- **EXERCISE**: Give back the line containing "If you could tag each instance of the wooden" along with every line after it, exactly, until the entries end.
(EXCERPTED RECORDS begins)
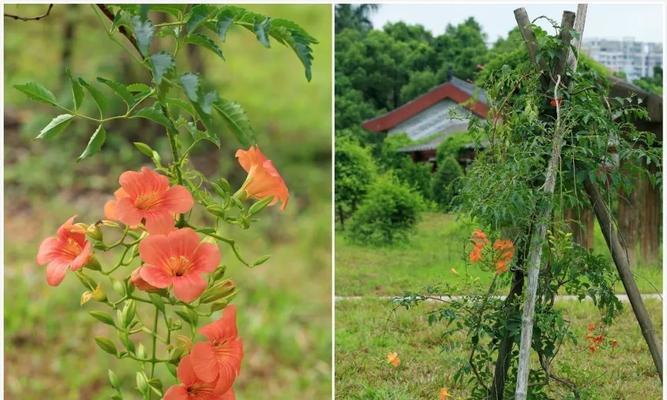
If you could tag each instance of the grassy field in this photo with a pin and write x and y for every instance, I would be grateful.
(284, 305)
(427, 259)
(367, 330)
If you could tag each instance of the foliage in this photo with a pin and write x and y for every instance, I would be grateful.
(387, 215)
(452, 145)
(183, 104)
(354, 173)
(414, 175)
(502, 193)
(446, 183)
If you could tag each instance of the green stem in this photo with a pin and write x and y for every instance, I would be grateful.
(154, 351)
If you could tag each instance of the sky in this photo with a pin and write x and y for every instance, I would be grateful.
(644, 22)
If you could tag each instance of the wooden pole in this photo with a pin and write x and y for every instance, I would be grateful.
(619, 255)
(545, 208)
(EXCERPTED RECORDS ends)
- **RESPONSE TO THE EXERCISE**:
If you could tag each instance of the wooden pole in this photo with a pin and write x and y for every instance, I would be grateful.
(619, 255)
(545, 208)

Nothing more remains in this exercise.